Exercise prompt: Transcribe every entry word for word, but drop the pictures.

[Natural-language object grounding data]

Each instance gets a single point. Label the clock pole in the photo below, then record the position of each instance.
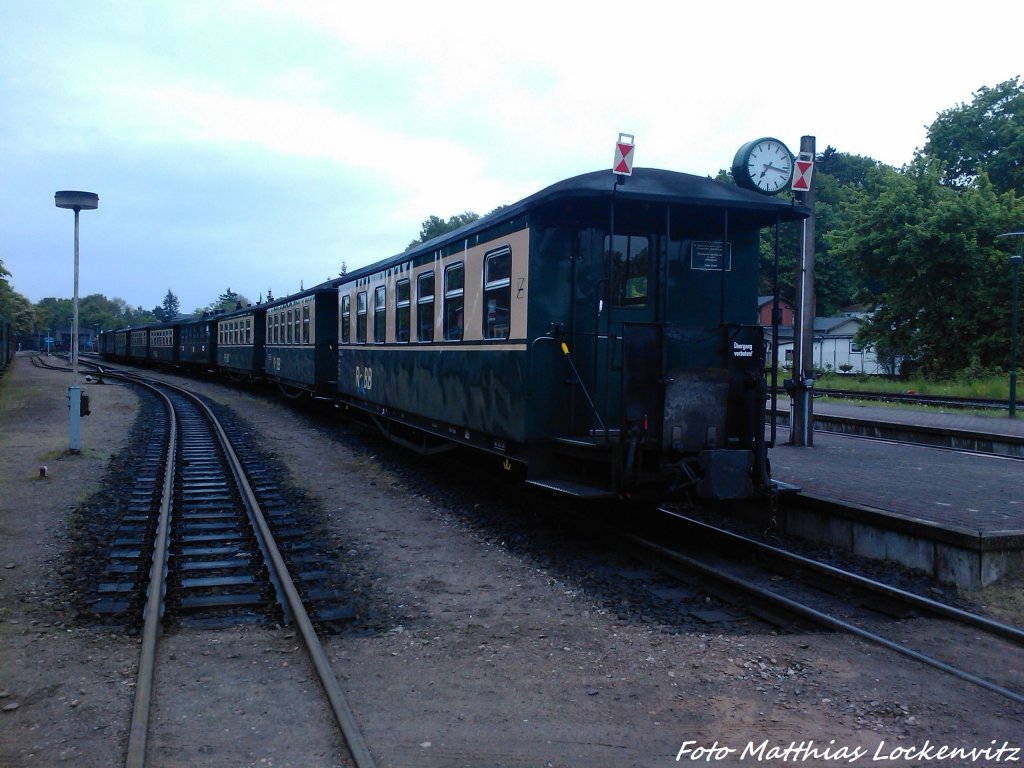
(802, 420)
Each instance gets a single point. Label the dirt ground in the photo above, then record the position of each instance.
(482, 655)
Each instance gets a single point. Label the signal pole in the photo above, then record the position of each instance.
(801, 408)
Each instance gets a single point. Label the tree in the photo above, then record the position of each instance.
(987, 134)
(837, 177)
(170, 308)
(434, 226)
(226, 302)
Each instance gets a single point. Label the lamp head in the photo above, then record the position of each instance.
(77, 201)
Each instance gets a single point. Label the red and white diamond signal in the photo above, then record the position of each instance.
(624, 156)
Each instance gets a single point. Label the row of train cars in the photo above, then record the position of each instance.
(595, 335)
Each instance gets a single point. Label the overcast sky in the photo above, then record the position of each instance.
(259, 144)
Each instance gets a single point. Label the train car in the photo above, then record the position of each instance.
(104, 344)
(241, 342)
(596, 333)
(198, 342)
(301, 341)
(164, 342)
(6, 342)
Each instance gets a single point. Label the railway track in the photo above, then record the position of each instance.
(913, 398)
(784, 588)
(218, 555)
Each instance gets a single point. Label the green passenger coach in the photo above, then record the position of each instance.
(598, 334)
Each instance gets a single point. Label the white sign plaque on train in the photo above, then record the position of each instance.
(623, 164)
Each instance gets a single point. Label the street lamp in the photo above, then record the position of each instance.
(77, 201)
(1015, 263)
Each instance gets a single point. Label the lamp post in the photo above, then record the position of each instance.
(1015, 263)
(77, 201)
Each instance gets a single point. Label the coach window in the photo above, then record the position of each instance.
(425, 306)
(497, 293)
(401, 307)
(346, 317)
(380, 326)
(455, 281)
(630, 266)
(360, 317)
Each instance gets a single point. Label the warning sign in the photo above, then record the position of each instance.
(623, 164)
(802, 175)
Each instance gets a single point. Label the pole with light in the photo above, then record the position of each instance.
(77, 201)
(1015, 263)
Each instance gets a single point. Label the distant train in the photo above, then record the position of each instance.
(596, 334)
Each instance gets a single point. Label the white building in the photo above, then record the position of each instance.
(834, 346)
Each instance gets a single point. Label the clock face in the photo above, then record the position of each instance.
(764, 165)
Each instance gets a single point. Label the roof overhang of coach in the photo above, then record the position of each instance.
(681, 190)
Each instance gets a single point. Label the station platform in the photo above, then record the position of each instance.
(958, 514)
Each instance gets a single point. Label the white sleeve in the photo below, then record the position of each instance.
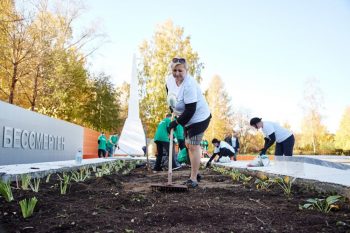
(268, 129)
(216, 150)
(190, 93)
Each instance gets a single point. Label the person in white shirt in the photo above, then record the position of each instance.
(234, 142)
(273, 132)
(192, 110)
(223, 149)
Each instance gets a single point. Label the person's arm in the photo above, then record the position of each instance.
(167, 91)
(186, 116)
(268, 142)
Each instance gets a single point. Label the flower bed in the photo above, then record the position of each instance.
(122, 201)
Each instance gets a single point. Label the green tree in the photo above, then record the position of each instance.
(168, 42)
(342, 137)
(219, 104)
(102, 108)
(67, 90)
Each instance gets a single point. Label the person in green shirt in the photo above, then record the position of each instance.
(204, 144)
(102, 145)
(111, 144)
(161, 138)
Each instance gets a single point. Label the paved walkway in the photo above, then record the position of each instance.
(300, 170)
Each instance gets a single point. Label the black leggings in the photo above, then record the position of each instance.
(101, 153)
(181, 143)
(285, 147)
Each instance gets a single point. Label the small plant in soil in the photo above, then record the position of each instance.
(235, 174)
(25, 181)
(64, 182)
(245, 179)
(6, 191)
(48, 178)
(35, 185)
(263, 184)
(322, 205)
(285, 184)
(104, 170)
(118, 165)
(27, 206)
(81, 175)
(129, 167)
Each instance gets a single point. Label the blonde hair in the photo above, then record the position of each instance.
(174, 64)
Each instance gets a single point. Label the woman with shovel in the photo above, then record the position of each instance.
(193, 113)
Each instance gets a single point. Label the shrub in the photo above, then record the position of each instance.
(27, 206)
(6, 191)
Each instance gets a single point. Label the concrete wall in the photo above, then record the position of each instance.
(28, 137)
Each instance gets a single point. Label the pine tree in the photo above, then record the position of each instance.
(342, 137)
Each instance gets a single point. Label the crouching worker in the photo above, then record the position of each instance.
(223, 149)
(273, 132)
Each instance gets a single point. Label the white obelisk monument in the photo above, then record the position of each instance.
(132, 138)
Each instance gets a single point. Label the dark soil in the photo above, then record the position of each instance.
(125, 203)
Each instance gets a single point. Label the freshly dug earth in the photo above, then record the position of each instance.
(125, 203)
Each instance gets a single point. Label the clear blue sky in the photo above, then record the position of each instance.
(263, 50)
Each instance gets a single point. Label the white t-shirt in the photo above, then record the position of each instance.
(233, 140)
(173, 88)
(189, 92)
(272, 127)
(223, 144)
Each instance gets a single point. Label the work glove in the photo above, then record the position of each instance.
(172, 125)
(262, 151)
(207, 165)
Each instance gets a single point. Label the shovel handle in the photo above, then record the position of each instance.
(170, 165)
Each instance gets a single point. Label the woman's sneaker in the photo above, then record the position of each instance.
(191, 184)
(199, 177)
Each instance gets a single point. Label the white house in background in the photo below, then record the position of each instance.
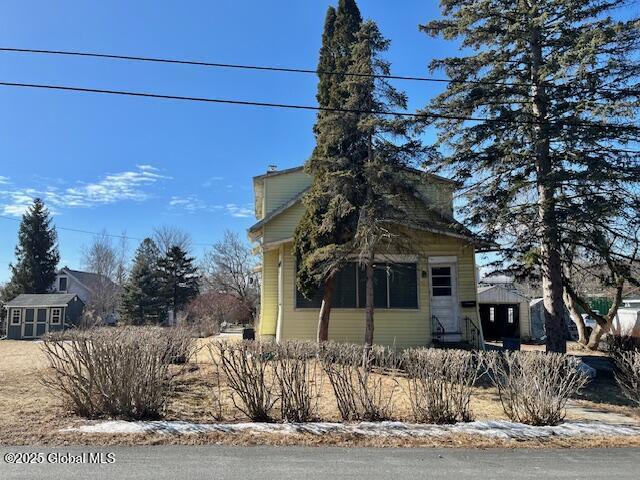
(85, 285)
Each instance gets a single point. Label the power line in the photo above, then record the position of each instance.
(123, 237)
(256, 67)
(306, 107)
(288, 69)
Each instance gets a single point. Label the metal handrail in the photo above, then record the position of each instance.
(438, 331)
(472, 331)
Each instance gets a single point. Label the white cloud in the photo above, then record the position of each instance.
(239, 211)
(210, 181)
(123, 186)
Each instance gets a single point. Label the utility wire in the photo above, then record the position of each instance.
(255, 67)
(124, 237)
(307, 107)
(285, 69)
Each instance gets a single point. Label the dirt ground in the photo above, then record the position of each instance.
(31, 414)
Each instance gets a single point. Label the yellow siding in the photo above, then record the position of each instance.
(402, 328)
(269, 294)
(279, 189)
(284, 225)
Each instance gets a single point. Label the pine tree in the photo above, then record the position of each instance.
(178, 278)
(330, 217)
(142, 300)
(388, 147)
(36, 253)
(558, 79)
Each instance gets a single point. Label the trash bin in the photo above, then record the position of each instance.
(511, 344)
(248, 333)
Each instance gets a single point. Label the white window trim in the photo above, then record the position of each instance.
(53, 315)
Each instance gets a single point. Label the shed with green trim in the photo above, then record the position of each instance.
(34, 315)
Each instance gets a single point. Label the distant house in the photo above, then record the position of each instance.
(33, 315)
(422, 296)
(504, 313)
(92, 289)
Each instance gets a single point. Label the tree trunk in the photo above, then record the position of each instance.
(596, 336)
(368, 324)
(576, 317)
(550, 263)
(325, 309)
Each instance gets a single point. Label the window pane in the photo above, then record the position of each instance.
(403, 286)
(379, 286)
(441, 281)
(441, 291)
(345, 292)
(446, 271)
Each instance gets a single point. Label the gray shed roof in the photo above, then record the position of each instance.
(41, 300)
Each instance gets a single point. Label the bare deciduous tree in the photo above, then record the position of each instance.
(108, 262)
(229, 268)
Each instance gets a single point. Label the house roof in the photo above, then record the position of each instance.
(42, 300)
(286, 206)
(92, 281)
(486, 290)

Reply:
Each instance gets a single point. Label the clock pole in the photo below, then record the position of each instance.
(802, 420)
Each instance gets a single point. Label the dirt ground in the photo above, then record the position of each instance.
(482, 655)
Each instance gets a single point. Label the signal pole in the photo above, then record the position of each instance.
(801, 408)
Each instance gets a single point. Label the tree in the photo above, then record the position of each instance.
(987, 134)
(837, 177)
(170, 308)
(434, 226)
(226, 302)
Each instance gets a single point. Label the lamp head in the photo above, then record the position of each instance.
(77, 201)
Each instance gets a single point. Label the red and white diamond signal in the photo above, then record the position of each instance.
(624, 156)
Each instance gets a single point. Label the row of train cars in the photo above, then record the position of each instance.
(595, 335)
Each instance gets a single point. Label the overcast sky in the photo above, then record the position of each instance.
(259, 144)
Each instance gets a single point. Label the train car in the photo above, then record the position of each instance.
(104, 344)
(241, 342)
(596, 333)
(198, 342)
(301, 341)
(164, 342)
(6, 342)
Each instance gets a single point. Label the railway track in the photo above, then record the position of each instance.
(913, 398)
(784, 588)
(218, 555)
Each instance gets a single point. Label the green passenger coach in the photo above, then record the position of each instance.
(598, 334)
Each instance gets a single point. Label the white sign plaque on train in the photo above, then record the position of each instance.
(623, 164)
Each instance gets a single point. Label the street lamp in the photo above, then record the position of each instance.
(77, 201)
(1015, 263)
Each instance gets a single point. Label the lamp post in the photo above, then record the position of each instance.
(1015, 263)
(77, 201)
Each instance gets a single point. Label the coach window in the photo above, then record the position of each instance.
(425, 306)
(497, 293)
(401, 307)
(346, 317)
(380, 326)
(455, 281)
(630, 266)
(360, 317)
Each instance gets a single point. Label the warning sign in the photo above, then record the position of each instance.
(623, 164)
(802, 175)
Each instance gets a single point. Label the pole with light in the photo above, then record the position of each instance.
(77, 201)
(1015, 263)
Each instance gets a single point. Label the distant train in the photo above, then record the position of each instance.
(596, 334)
Each instance gets a single point. Label the white building in the photo above, then record the position of each instance.
(834, 346)
Each instance gets a single point. Label the clock face in the photo above, then record the position of each instance.
(764, 165)
Each instance gets a single point. Label the roof overhang of coach in the photo above, then record the position of each instance.
(681, 190)
Each instance gets a single point. Label the station platform in the photo above, then record the position of each instance.
(958, 514)
Each instance gets a single point. Label the white sleeve in the photo below, then record the position of each instance.
(268, 129)
(216, 150)
(190, 93)
Each instance gets a single point. Label the person in white shirt in the photo above, then record the position of each instance.
(234, 142)
(273, 132)
(192, 110)
(223, 149)
Each instance gets a single point. Label the person's arm in the photo above, then record the position of each instance.
(167, 91)
(186, 116)
(268, 142)
Each instance gets a single point. Label the flower bed in the photo above, then record the position of each instance.
(122, 201)
Each instance gets a single point. Label the green tree in the photo above, then record the position of each instance.
(168, 42)
(342, 137)
(219, 104)
(102, 108)
(67, 90)
Each instance gets a single point. Label the person in green shirt in the photo above, then record the position of each instance.
(204, 144)
(102, 145)
(111, 144)
(161, 138)
Each instance gets a single point. Label the paved walkway in the photo above, then record the position of each instance.
(300, 170)
Each instance gets a single point. Label the black leggings in the photo above, then record the position of each instance.
(101, 153)
(181, 143)
(285, 147)
Each instance gets a single point. Label the small plant in soil in the photo above, then record the position of each instance.
(235, 174)
(25, 181)
(64, 182)
(245, 179)
(6, 191)
(48, 178)
(35, 185)
(263, 184)
(322, 205)
(285, 184)
(104, 170)
(118, 165)
(27, 206)
(81, 175)
(129, 167)
Each instance gets a single point. Label the blonde hair in the photo above, then record the position of each instance.
(174, 64)
Each instance gets a single point. Label the woman with shovel in the photo above, then record the position of each instance.
(193, 113)
Each instance gets a single point. Label the shrub in the photo above, then record the position of each instance.
(27, 206)
(6, 191)
Each instance gets a single point. Label the concrete wall in the photo above, then record the position of each instance.
(28, 137)
Each instance gets a single point. Label the pine tree in the photo above, then record the position of each instance.
(342, 137)
Each instance gets a single point. Label the crouching worker in the photo above, then record the position of each instance.
(223, 149)
(273, 132)
Each instance gets a single point. Label the white obelisk monument in the photo above, then record the position of each instance.
(132, 138)
Each instance gets a single point. Label the dark soil in the photo above, then record the position of each instance.
(125, 203)
Each instance gets a single point. Label the freshly dug earth in the photo above, then record the position of each instance.
(125, 203)
Each instance gets a single point. Label the clear blue sky in the photo above, then record the position of each instance.
(263, 50)
Each instance gets a single point. Label the white t-shirt in the photo above, then record the position of each instance.
(233, 140)
(173, 88)
(189, 92)
(272, 127)
(223, 144)
Each instance gets a single point. Label the work glove in the photo above, then record the position of each instance.
(172, 125)
(262, 151)
(207, 165)
Each instance gets a single point. Label the shovel handle in the photo above, then record the position of each instance.
(170, 165)
Each instance gets a single point. Label the woman's sneaker in the photo above, then record the position of each instance.
(191, 184)
(199, 177)
Each instance gets a single point. Label the white house in background in the photo below, then record the position of each instance.
(85, 285)
Each instance gets a single point. Label the power line in the photo above, then record the position of each instance.
(123, 237)
(256, 67)
(306, 107)
(288, 69)
Each instance gets a single point. Label the metal handrail in the photo above, then record the position of each instance.
(438, 331)
(472, 331)
Each instance gets a single point. Label the white cloud in the photo above, then record the position of each instance.
(239, 211)
(210, 181)
(123, 186)
Each instance gets a single point. Label the utility wire in the photo above, then record the position of each instance.
(255, 67)
(124, 237)
(307, 107)
(285, 69)
Each instance gets a single point. Label the dirt ground in the photo above, then record the position of each instance.
(31, 414)
Each instance gets a single point. Label the yellow siding in the photo above, then record the position of each instance.
(402, 328)
(269, 294)
(279, 189)
(284, 225)
Each instance gets a single point. Label the pine tree in the photo above, then record the position of each instance.
(178, 278)
(330, 217)
(142, 300)
(388, 147)
(36, 253)
(558, 79)
Each instance gets a single point. Label the trash bin in the photo above, then record the position of each instance.
(511, 344)
(248, 333)
Each instance gets a single point. Label the white window trim in the photo above, then record the position of each instance.
(53, 315)
Each instance gets a single point. Label the shed with green trim in the photo above, then record the position of each instance.
(34, 315)
Each instance gets a single point. Label the distant house in the photo above, then record the position of each instance.
(33, 315)
(422, 296)
(504, 313)
(92, 289)
Each instance gets a single point. Label the tree trunk in the photo above, then record the position of each instance.
(596, 336)
(368, 324)
(576, 317)
(550, 263)
(325, 309)
Each instance gets a single point. Label the window pane in the photo above, then record the position of each instance.
(403, 286)
(379, 286)
(441, 281)
(441, 291)
(345, 292)
(446, 271)
Each instance gets a single point. Label the gray shed roof in the photo above, then record the position of each instance.
(41, 300)
Each instance gets a single point. Label the bare deciduous tree in the photo above, then record the position of each instance.
(108, 262)
(229, 268)
Each instance gets a single point. Label the house roof in the photo above, then record the position of each instance.
(42, 300)
(286, 206)
(92, 281)
(486, 290)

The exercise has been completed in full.